* **TEXTO DEL DOCUMENTO**
################

Presencia del Pasado
¿Por qué deben conservarse los restos de una vieja civilización?
Por Alfonso Caso
Exceptuando las fuerzas naturales y los productos inmediatos de ellas, todo lo que ven nuestros ojos, todo lo que utilizan nuestras manos y la mayor parte de nuestros propios pensamientos, son el resultado actual de una serie de invenciones humanas acumuladas. Lo mismo nuestros alimentos que nuestras casas; nuestros vestidos y nuestros útiles de trabajo; el diario que leemos por las mañanas o la sinfonía que escuchamos por las noches, todo tiene una historia que explica su existencia.
Cuando vemos un edificio o tomamos un tren o enviamos un telegrama o hacemos cualquiera otro acto trivial de nuestra vida cotidiana, muy pocas veces somos conscientes de que en el origen de cada una de estas cosas, hubo el pensamiento de un hombre y que nosotros no somos más que los herederos de una fortuna acumulada, que gastamos a manos llenas todos los días y que, a la inversa de las otras riquezas, se conserva precisamente cuando la usamos y la gastamos. Este capital tiene un nombre: se llama Cultura.
Si quitáramos a un hombre su cultura, si lo despojáramos de todo lo que hay en él de histórico, lo transformaríamos en la más desamparada de las criaturas; lo dejaríamos convertido en el animal más desprovisto de defensa y tan escaso de medios para poder luchar, que seguramente no podría sobrevivir a esta amputación, que por otra parte, sólo es posible pensar, pero no realizar, pues el mismo cuerpo humano ya es el resultado de una serie de transformaciones, adaptaciones e invenciones, que están incorporadas en la anatomía y en la fisiología del hombre.
En el caso de que exclusivamente usando nuestras propias manos, llegáramos a apoderarnos de los alimentos que necesitamos –pues las armas y los útiles son el resultado de múltiples invenciones– ¿podríamos digerir los alimentos crudos, soportar el sol del verano y la nieve del invierno y vivir, no de las plantas cultivadas y de los animales domésticos –pues éstos son también invenciones humanas– sino de las raíces y frutos silvestres y de los animales salvajes de los que se pudiera apoderar nuestro instinto, ya que la inteligencia desarrollada es también el resultado de la cultura?

################

[Datos registrados]

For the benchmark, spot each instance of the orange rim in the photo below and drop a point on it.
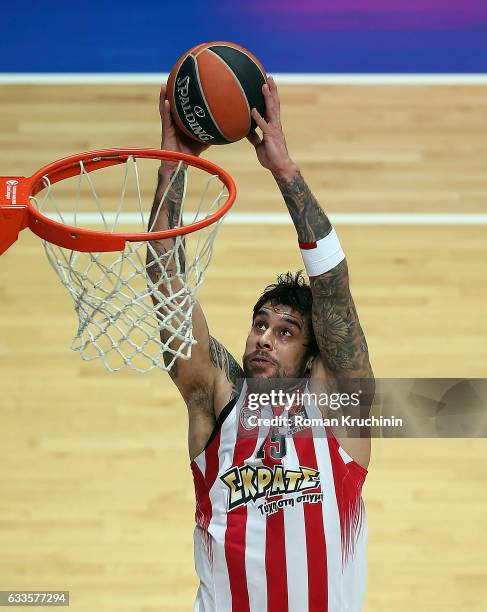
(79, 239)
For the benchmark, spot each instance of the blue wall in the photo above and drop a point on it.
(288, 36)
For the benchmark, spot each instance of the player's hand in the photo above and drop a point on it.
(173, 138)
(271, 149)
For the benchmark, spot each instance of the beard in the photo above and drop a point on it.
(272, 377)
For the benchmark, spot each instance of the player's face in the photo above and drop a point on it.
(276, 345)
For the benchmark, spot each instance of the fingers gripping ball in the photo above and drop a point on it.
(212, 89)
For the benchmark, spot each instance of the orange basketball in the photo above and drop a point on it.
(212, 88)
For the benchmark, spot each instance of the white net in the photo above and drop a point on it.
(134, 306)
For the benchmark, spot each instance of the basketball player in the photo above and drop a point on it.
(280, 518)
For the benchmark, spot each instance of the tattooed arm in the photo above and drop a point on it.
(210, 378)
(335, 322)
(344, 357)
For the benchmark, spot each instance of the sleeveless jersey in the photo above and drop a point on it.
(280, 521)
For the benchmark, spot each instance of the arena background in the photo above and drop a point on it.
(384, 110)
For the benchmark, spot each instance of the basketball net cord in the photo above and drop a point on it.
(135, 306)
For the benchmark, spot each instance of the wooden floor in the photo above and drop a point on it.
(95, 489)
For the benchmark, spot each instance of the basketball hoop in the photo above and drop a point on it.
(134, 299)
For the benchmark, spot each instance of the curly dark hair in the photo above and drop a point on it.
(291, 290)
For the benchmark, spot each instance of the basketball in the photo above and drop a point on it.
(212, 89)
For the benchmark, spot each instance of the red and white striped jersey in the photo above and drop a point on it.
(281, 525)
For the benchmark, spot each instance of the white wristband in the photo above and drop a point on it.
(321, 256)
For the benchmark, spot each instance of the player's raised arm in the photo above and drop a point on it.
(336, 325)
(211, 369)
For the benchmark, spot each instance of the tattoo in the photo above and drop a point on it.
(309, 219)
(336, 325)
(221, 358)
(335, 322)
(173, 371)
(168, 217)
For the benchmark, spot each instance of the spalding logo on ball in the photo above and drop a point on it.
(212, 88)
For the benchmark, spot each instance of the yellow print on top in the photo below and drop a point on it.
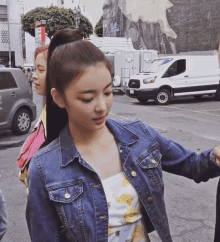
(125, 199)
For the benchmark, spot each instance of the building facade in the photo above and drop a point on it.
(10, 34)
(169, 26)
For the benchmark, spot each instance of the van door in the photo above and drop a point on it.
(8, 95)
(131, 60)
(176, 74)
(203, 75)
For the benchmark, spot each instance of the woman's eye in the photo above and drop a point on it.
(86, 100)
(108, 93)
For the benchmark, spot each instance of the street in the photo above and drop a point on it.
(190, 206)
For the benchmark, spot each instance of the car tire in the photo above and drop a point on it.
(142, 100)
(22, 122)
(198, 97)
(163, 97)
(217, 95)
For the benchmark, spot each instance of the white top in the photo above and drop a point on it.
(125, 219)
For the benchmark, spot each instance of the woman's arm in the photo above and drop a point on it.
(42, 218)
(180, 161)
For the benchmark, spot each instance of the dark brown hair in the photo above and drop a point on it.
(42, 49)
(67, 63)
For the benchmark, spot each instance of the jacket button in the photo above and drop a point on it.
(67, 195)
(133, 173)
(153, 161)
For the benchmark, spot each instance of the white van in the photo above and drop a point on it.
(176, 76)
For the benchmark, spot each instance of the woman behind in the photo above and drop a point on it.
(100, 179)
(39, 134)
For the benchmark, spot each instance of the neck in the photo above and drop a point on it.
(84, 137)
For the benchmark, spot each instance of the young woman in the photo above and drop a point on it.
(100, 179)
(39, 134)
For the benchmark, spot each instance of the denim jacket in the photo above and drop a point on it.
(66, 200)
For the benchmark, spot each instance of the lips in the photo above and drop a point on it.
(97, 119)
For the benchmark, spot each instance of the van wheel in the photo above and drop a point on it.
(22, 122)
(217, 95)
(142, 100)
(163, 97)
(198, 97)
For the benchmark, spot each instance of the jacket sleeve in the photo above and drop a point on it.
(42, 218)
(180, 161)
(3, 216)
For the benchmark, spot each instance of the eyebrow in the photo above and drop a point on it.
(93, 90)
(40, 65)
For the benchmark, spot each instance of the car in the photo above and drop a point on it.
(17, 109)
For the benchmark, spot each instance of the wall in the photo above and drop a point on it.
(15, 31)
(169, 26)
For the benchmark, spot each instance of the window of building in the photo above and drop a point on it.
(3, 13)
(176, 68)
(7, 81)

################

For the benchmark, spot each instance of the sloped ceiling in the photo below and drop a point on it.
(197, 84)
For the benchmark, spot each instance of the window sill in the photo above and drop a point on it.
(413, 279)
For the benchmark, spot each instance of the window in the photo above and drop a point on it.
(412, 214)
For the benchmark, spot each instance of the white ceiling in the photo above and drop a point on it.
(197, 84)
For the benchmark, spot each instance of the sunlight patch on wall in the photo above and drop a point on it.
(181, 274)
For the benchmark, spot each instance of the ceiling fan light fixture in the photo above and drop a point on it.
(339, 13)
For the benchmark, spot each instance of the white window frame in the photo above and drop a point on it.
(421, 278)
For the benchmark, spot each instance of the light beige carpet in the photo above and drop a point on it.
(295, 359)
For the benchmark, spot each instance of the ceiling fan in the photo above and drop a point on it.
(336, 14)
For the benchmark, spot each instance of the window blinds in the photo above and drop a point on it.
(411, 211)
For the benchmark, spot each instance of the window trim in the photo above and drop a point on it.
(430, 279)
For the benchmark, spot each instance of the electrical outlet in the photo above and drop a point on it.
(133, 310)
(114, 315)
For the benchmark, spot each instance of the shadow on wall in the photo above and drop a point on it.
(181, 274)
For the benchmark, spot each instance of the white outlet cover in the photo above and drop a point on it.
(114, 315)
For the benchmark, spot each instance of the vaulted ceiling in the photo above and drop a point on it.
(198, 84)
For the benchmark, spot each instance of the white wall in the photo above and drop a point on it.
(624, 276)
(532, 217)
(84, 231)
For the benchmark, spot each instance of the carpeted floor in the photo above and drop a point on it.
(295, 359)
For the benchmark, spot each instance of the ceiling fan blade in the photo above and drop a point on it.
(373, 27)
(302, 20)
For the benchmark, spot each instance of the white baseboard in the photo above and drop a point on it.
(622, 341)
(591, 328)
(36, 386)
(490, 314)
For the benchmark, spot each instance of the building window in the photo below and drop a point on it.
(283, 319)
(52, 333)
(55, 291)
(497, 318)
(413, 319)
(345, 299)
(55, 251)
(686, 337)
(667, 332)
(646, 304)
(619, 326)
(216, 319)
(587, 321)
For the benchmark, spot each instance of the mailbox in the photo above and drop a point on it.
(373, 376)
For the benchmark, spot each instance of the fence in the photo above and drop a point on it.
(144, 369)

################

* **DESCRIPCIÓN DEL EJERCICIO**
Según el texto, ¿qué nombre recibe el capital heredado que gastamos todos los días y que se conserva precisamente cuando lo usamos? Responde basándote únicamente en el texto.

* **RESPUESTA ESCRITA**
Ese capital se llama Cultura.